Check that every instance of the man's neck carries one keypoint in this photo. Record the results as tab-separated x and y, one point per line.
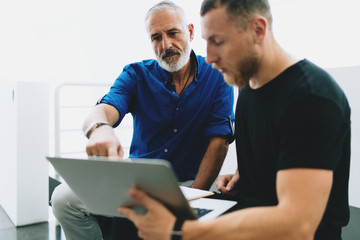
274	62
180	77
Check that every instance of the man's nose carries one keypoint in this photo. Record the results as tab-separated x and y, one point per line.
166	43
211	56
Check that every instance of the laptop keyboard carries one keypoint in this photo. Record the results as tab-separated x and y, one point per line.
201	211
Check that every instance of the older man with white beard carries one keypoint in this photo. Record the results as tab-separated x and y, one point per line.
182	110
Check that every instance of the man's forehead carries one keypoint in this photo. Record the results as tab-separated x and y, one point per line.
214	22
164	20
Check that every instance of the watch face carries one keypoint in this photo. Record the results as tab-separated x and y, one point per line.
94	126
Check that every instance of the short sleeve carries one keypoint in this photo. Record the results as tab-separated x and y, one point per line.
222	114
312	134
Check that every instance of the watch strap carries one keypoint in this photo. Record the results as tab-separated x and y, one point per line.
176	233
94	126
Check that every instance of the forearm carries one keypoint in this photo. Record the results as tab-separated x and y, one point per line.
211	163
102	113
251	223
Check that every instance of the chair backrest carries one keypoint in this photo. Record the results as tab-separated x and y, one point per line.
73	102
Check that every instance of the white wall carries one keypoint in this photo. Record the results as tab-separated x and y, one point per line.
91	41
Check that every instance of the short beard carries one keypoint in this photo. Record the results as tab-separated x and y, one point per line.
172	65
248	68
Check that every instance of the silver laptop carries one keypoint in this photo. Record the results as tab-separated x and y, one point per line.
102	185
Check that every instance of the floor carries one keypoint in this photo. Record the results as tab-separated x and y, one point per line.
51	231
41	231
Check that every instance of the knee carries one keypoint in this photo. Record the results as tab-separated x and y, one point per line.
61	200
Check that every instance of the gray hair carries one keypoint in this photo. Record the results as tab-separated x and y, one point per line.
164	5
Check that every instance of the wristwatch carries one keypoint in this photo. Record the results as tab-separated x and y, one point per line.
176	233
93	126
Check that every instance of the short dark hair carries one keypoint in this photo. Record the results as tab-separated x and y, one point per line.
240	12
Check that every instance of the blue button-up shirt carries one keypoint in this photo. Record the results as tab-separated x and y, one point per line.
167	126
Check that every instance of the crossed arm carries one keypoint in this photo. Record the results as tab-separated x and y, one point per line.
302	196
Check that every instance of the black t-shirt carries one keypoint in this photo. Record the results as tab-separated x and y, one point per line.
300	119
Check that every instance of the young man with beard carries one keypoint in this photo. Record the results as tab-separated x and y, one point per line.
181	108
292	138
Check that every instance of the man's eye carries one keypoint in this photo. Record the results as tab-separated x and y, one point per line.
217	42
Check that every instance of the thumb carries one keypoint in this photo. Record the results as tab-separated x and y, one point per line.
231	184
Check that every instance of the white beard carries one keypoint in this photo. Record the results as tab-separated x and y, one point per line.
173	65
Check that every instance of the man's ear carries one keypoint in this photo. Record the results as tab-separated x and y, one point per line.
191	31
259	29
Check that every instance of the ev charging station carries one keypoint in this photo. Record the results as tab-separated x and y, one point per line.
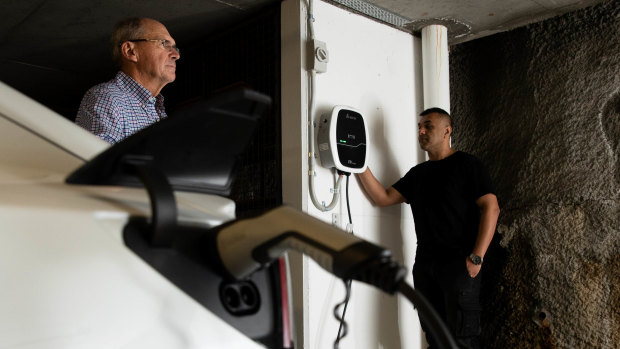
343	140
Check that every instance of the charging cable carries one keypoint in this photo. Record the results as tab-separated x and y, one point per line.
343	328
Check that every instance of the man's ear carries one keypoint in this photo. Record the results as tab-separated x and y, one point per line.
128	51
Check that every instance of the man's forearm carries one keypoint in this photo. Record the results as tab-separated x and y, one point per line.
488	221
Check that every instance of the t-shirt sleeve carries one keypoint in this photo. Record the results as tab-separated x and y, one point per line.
482	184
403	185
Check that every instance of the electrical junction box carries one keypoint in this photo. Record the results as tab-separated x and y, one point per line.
343	140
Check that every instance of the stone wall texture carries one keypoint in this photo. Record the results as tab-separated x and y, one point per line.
540	105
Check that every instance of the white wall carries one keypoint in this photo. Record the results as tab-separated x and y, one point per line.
375	69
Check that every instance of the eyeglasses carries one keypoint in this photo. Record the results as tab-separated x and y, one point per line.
166	44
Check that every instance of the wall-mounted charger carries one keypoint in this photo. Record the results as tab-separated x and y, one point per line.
343	140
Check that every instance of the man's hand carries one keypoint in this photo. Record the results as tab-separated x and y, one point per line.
379	195
472	269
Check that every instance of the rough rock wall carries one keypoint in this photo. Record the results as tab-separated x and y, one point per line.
540	105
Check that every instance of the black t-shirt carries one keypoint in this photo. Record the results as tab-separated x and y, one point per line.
443	195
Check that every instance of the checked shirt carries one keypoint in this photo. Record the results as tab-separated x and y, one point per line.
118	108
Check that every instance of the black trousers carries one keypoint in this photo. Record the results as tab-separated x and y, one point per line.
454	295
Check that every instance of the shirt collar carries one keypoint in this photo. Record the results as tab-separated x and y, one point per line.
131	86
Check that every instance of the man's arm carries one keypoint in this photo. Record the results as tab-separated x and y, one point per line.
489	211
377	192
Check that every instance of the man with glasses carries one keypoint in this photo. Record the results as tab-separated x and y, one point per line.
146	55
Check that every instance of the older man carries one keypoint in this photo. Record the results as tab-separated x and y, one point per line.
146	55
455	212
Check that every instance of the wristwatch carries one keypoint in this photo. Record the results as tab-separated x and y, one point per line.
477	260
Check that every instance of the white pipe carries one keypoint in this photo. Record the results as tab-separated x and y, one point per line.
435	67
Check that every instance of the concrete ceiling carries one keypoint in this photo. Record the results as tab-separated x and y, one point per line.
468	20
52	48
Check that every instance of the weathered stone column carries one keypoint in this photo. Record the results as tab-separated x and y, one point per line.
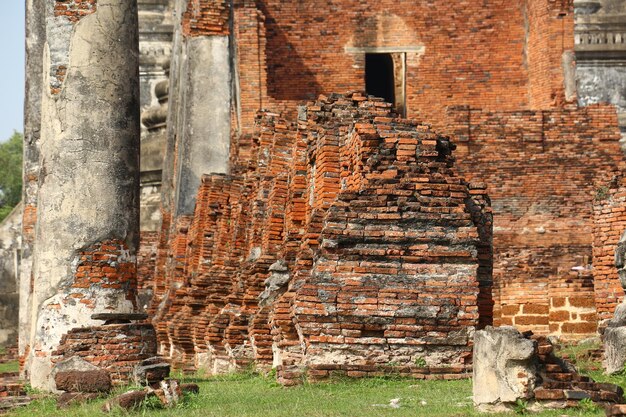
88	203
35	39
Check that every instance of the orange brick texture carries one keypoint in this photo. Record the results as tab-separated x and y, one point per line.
74	10
385	246
206	18
146	264
117	348
559	385
540	168
494	55
609	225
104	265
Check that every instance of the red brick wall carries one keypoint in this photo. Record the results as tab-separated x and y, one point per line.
117	348
550	32
493	55
290	196
609	225
206	18
540	168
146	264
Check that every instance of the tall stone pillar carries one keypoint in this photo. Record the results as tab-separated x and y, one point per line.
88	203
35	39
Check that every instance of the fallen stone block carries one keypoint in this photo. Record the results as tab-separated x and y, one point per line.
68	399
77	375
504	366
614	349
170	392
151	371
190	388
127	401
616	410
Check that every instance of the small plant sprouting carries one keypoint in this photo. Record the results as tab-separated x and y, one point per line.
602	193
587	405
420	362
520	406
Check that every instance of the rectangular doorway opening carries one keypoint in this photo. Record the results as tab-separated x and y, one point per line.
385	78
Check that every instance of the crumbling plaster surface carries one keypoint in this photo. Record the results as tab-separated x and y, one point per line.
10	241
89	161
205	124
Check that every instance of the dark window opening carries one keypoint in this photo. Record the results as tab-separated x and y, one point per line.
379	76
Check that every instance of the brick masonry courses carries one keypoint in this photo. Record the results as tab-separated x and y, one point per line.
495	55
352	201
541	169
609	224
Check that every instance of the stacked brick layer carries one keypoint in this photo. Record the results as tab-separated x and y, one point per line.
541	169
377	237
494	54
206	18
561	386
609	225
117	348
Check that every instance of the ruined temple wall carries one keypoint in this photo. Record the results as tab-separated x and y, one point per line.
540	169
231	305
494	55
609	224
549	53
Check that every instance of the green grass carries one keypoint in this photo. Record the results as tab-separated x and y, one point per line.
12	366
245	395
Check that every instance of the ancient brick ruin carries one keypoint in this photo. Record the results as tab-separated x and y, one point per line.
339	188
344	241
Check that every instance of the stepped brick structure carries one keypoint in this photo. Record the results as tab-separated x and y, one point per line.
351	234
372	252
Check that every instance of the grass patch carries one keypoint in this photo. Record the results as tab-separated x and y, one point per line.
243	395
12	366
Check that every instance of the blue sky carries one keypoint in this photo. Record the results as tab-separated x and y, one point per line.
12	68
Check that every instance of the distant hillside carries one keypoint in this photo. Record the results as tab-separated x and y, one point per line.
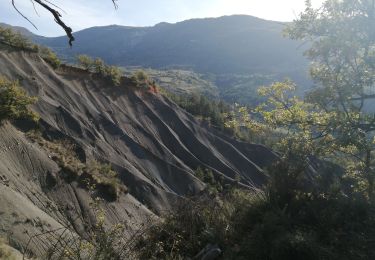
230	44
232	55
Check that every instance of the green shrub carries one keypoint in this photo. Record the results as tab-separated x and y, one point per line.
141	79
281	223
14	102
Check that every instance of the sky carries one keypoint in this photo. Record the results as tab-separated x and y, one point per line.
80	14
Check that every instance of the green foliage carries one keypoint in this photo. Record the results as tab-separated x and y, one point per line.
247	225
98	67
14	102
90	175
304	213
141	79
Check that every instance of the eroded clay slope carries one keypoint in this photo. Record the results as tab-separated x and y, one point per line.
153	145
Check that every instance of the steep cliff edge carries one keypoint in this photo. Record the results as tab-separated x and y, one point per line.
151	143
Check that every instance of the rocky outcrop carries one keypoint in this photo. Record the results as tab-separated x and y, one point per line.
150	142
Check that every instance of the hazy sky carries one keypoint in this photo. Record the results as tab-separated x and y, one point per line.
81	14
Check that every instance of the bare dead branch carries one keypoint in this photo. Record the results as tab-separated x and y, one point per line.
19	12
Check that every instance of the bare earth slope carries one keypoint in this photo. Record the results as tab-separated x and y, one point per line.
153	145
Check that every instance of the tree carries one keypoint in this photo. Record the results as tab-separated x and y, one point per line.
52	8
336	118
14	102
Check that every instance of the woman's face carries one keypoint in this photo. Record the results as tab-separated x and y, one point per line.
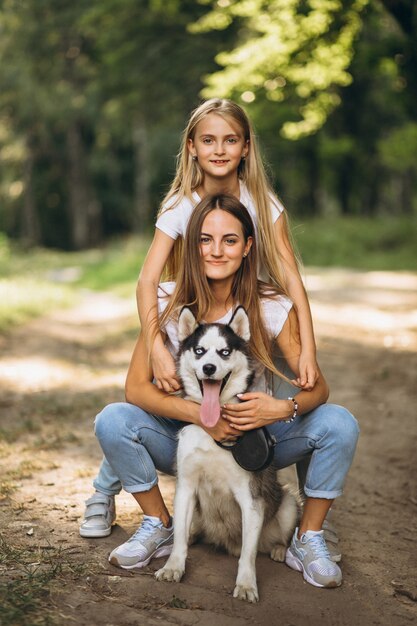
222	245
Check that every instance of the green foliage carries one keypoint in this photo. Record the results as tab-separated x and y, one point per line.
287	50
358	242
399	149
36	281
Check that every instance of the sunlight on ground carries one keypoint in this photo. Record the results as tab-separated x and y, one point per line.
43	374
378	308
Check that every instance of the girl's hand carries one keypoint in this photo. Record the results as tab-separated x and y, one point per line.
257	409
309	372
223	431
164	372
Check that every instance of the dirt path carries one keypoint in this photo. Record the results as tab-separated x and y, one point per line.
58	371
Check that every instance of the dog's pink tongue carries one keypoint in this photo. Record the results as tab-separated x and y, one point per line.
210	407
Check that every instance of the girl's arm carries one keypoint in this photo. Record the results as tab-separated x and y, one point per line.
260	409
147	302
308	368
140	391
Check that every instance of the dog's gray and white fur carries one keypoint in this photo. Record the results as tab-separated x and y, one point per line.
215	497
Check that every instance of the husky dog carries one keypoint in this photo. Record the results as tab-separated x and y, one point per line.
215	498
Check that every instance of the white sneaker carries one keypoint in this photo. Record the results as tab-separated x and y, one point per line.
99	515
310	555
150	541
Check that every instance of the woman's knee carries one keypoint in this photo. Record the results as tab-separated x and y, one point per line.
344	426
109	421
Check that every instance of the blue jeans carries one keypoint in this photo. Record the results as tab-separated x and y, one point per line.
136	444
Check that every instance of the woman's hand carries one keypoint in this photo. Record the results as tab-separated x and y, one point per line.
164	371
256	409
309	372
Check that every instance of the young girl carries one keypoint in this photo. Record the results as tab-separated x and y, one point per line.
219	154
219	272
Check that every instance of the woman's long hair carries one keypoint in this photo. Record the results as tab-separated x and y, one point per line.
193	287
189	176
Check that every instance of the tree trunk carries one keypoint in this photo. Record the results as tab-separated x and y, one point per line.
84	208
142	203
30	227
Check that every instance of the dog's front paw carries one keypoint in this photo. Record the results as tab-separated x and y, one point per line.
169	574
246	592
278	553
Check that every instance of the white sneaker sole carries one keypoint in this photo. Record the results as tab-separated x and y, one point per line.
164	551
295	563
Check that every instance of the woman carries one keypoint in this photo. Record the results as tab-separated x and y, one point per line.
218	272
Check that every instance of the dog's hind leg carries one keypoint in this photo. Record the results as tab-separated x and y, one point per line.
252	520
184	505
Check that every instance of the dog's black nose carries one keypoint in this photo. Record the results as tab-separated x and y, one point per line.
209	369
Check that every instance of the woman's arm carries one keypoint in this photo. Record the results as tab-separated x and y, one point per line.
309	370
147	302
260	409
140	390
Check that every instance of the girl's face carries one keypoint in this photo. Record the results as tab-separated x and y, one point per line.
222	245
219	146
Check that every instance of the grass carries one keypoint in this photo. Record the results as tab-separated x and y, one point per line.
26	573
35	281
357	242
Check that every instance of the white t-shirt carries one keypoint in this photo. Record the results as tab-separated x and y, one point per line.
275	310
174	222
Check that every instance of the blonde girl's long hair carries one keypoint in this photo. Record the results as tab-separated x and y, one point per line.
193	287
251	171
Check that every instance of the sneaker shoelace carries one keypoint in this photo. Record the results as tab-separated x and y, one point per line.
144	531
319	546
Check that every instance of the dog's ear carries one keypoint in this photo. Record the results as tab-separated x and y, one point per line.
240	323
186	323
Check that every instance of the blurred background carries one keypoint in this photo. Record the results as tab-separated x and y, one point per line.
94	96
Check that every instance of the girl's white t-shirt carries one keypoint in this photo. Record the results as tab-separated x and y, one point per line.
275	310
174	221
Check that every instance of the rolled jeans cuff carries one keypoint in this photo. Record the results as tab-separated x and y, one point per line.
140	487
325	495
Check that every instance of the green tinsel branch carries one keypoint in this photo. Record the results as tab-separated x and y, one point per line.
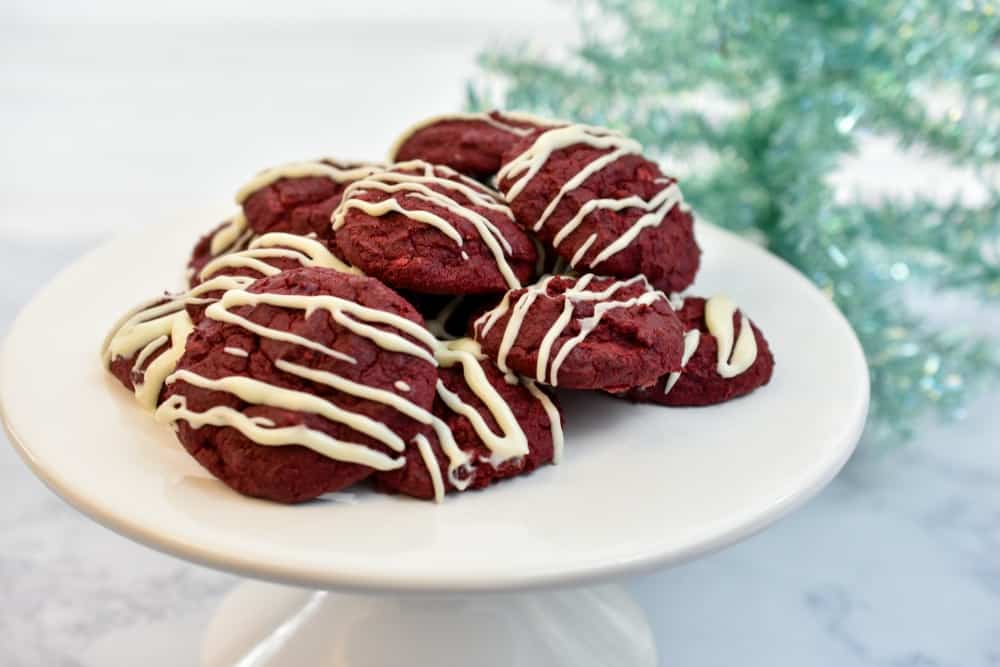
791	87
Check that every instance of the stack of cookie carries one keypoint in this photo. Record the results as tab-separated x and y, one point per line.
406	323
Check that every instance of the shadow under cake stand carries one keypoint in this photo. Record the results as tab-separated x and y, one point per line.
509	576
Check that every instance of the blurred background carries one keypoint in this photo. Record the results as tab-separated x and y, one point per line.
118	115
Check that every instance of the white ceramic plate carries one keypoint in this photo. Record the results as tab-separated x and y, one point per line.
640	486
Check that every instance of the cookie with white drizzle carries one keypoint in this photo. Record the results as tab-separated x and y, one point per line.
266	255
471	143
294	386
143	347
725	356
591	196
298	197
584	333
481	406
427	228
160	326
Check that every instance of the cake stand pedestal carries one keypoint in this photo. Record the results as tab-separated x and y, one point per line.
268	625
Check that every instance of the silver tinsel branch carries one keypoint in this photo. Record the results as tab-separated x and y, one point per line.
793	86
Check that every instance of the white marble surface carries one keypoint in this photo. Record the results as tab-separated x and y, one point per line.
896	564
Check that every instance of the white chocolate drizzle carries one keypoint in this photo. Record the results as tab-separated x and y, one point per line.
526	166
409	338
153	325
733	358
547	367
692	338
426	183
336	172
532	122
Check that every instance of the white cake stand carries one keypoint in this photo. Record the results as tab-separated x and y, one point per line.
503	577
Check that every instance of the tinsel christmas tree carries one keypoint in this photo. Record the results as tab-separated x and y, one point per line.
802	82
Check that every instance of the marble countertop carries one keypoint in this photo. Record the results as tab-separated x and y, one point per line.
110	127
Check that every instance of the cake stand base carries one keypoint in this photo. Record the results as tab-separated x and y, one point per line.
266	625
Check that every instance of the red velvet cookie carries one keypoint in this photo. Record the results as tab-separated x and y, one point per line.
266	255
471	143
591	196
534	424
291	388
584	333
298	197
746	363
143	347
427	228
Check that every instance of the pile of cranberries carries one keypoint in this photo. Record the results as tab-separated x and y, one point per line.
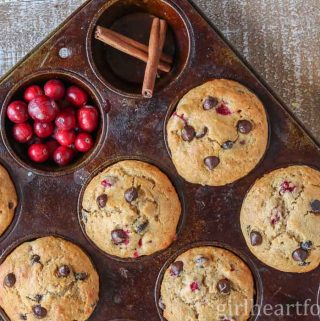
54	121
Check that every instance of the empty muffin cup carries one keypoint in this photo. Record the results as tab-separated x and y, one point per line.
121	72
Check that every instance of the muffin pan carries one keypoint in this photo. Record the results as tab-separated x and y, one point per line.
135	128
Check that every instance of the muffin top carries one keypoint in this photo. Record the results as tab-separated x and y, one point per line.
280	219
131	209
50	279
218	133
8	200
207	283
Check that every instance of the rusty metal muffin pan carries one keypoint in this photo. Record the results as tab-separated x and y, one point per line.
135	128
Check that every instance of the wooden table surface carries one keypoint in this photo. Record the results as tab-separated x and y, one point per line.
279	38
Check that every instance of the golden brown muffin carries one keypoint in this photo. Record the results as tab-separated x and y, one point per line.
280	219
207	284
131	209
218	133
49	279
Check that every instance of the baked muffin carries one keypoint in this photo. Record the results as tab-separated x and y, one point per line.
50	279
209	284
280	219
8	200
218	133
131	209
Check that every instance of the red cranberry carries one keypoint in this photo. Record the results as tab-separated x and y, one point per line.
32	92
65	137
76	96
135	254
55	107
84	142
63	155
42	109
54	89
223	109
34	140
43	130
70	109
287	187
17	112
52	146
38	153
194	286
22	133
66	120
88	118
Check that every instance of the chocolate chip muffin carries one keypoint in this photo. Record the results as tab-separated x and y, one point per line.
207	283
131	209
50	279
218	133
8	200
280	219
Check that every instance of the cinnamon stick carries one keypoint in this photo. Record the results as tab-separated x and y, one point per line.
156	43
121	43
164	57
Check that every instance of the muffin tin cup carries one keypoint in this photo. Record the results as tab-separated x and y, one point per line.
173	107
124	16
49	201
34	237
19	153
176	182
258	286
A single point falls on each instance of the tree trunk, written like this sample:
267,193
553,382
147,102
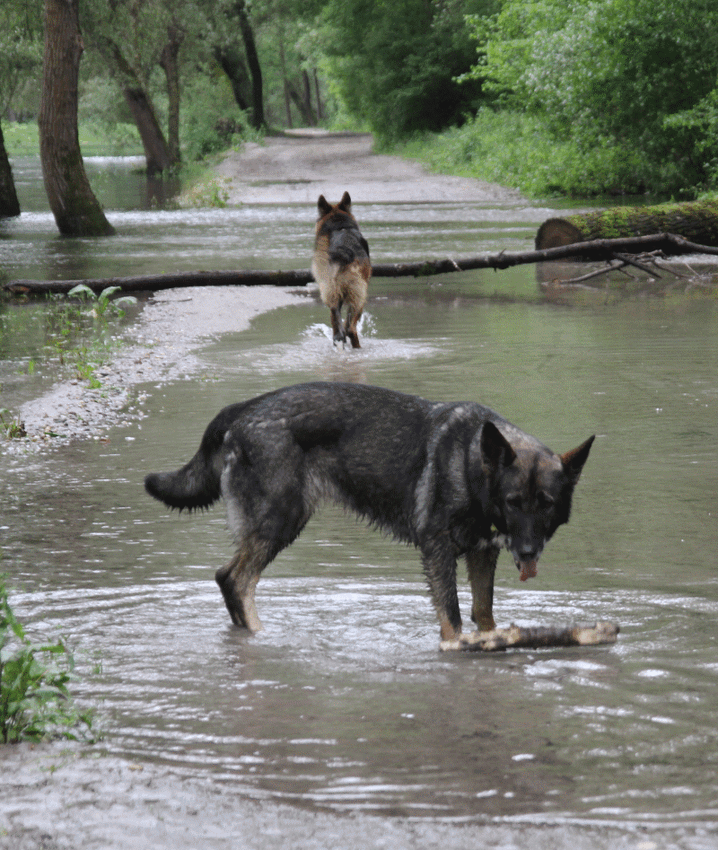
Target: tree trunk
72,201
169,62
255,69
232,62
9,204
603,249
697,222
157,152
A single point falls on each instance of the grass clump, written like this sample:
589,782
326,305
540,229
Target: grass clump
35,702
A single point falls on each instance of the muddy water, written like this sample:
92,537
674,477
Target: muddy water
343,701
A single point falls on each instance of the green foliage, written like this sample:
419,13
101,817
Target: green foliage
617,79
35,701
212,121
103,303
20,46
519,151
394,65
10,426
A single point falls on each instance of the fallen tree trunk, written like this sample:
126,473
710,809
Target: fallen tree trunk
533,637
599,249
158,282
697,222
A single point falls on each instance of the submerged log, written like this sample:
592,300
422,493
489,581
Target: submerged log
158,282
533,637
696,222
599,249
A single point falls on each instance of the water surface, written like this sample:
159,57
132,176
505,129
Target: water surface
343,701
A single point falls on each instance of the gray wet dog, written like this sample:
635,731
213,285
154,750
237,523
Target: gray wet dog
453,479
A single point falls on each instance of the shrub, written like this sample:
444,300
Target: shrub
35,702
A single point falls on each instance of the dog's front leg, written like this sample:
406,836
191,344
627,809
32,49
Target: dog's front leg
338,332
440,569
481,566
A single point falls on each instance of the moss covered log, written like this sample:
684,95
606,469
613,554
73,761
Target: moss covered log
696,222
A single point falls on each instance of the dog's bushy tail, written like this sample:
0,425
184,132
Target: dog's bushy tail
198,484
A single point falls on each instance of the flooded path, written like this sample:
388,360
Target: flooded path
340,724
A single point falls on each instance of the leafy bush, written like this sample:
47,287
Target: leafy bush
630,85
35,701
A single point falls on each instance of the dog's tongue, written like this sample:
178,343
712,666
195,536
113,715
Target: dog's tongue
528,570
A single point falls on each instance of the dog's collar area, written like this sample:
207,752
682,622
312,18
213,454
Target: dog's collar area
496,541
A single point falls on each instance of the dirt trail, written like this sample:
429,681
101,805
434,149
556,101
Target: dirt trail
298,167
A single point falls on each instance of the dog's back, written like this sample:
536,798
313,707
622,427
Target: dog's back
341,266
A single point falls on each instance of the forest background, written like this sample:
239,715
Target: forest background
577,98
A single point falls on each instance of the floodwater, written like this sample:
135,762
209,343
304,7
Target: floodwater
343,701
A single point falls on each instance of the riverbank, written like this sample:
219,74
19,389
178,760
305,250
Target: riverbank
161,346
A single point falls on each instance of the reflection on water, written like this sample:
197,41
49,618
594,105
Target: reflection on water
343,700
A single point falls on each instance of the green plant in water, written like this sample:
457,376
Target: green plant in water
11,426
35,703
103,303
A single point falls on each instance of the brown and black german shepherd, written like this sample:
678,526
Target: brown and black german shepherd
451,478
341,266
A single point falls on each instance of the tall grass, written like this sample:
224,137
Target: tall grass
518,151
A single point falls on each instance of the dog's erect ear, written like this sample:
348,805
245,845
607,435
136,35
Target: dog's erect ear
574,460
496,450
323,206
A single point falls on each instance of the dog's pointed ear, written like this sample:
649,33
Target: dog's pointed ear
574,460
323,206
496,451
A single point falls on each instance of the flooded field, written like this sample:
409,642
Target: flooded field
343,703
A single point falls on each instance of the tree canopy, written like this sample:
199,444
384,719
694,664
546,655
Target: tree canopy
581,96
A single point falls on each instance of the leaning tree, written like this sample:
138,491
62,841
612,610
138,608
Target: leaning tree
76,209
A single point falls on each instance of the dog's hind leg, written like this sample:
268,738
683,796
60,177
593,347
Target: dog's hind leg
238,580
338,332
481,566
440,570
350,327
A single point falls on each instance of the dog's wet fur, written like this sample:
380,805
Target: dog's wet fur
453,479
341,267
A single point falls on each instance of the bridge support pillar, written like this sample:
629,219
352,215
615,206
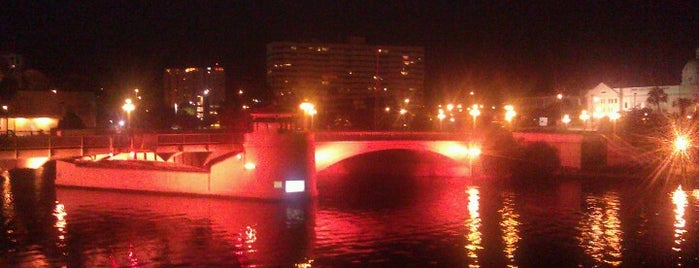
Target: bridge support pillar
275,165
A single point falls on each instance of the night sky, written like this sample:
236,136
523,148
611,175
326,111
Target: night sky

**Problem to solve:** Only lines holding the word "night" belong in the answer; copy all of them from the records.

**Task answer:**
A single point falls on each instance of the night sky, written like this sample:
Target: night sky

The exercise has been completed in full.